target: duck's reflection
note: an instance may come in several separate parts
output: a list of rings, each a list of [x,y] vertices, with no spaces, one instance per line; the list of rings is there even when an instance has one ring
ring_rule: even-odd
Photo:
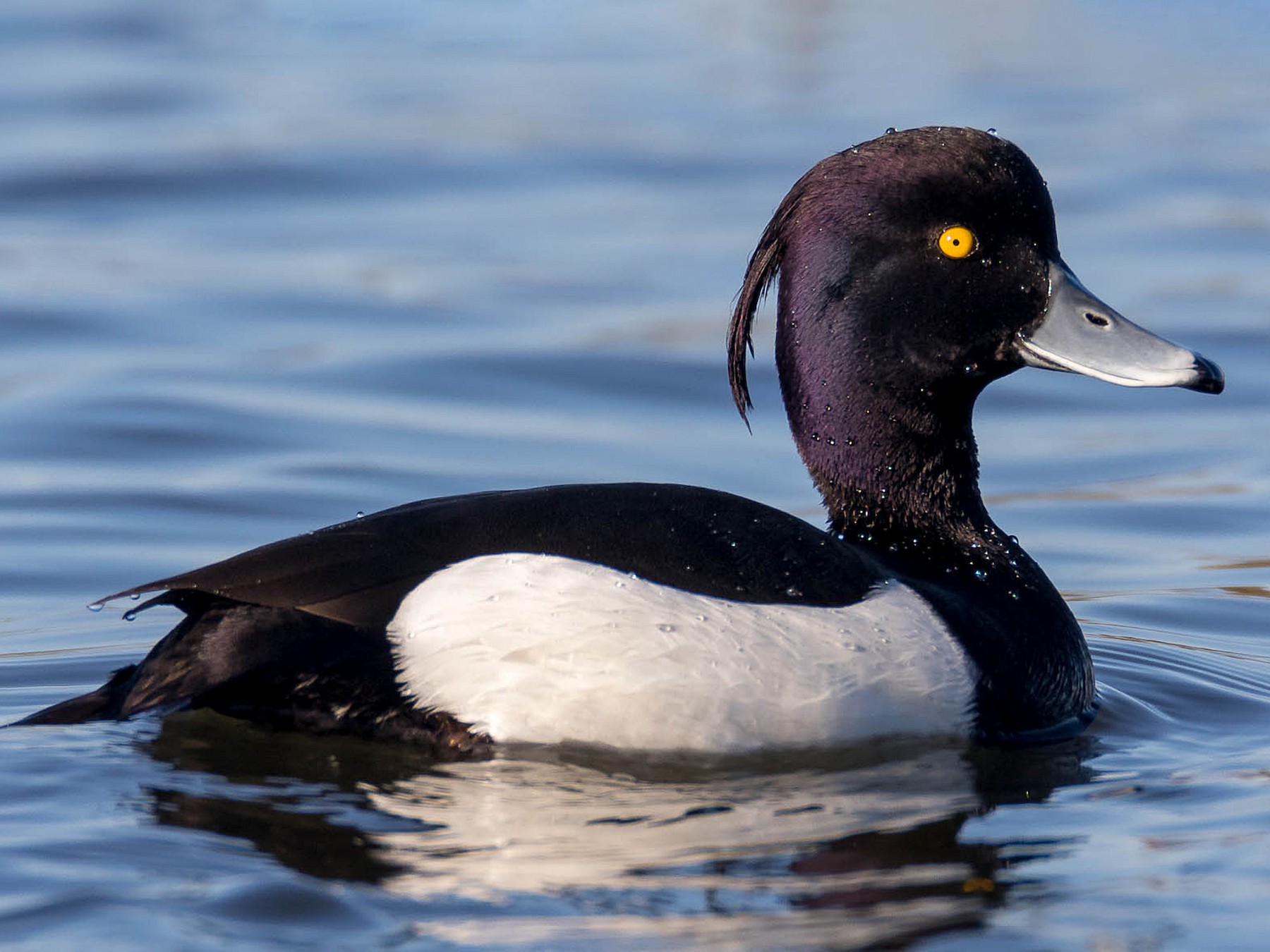
[[[150,791],[159,823],[249,840],[310,876],[428,900],[538,896],[549,915],[743,915],[773,934],[829,929],[836,944],[974,928],[1008,891],[1005,856],[1017,866],[1063,844],[968,842],[965,821],[1088,777],[1077,741],[709,763],[516,749],[437,765],[406,748],[197,713],[169,717],[145,745],[177,768]]]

- TASK PROMPT:
Print all of the lines above again word for word, but leave out the picture.

- ANSWER TO THIS PROBLEM:
target: duck's reflection
note: an instance may come in several separate parts
output: a list of rings, each a list of [x,y] vertices, with no spaces, one instance per line; the list of rings is there even when an instance has one ring
ring_rule: even-odd
Photo:
[[[150,791],[159,823],[249,840],[310,876],[428,900],[538,896],[549,915],[743,915],[773,934],[829,929],[836,944],[974,928],[1008,891],[1005,856],[1017,866],[1063,844],[968,842],[965,821],[1088,777],[1077,741],[709,763],[516,749],[437,765],[406,748],[197,713],[169,717],[145,745],[177,768]]]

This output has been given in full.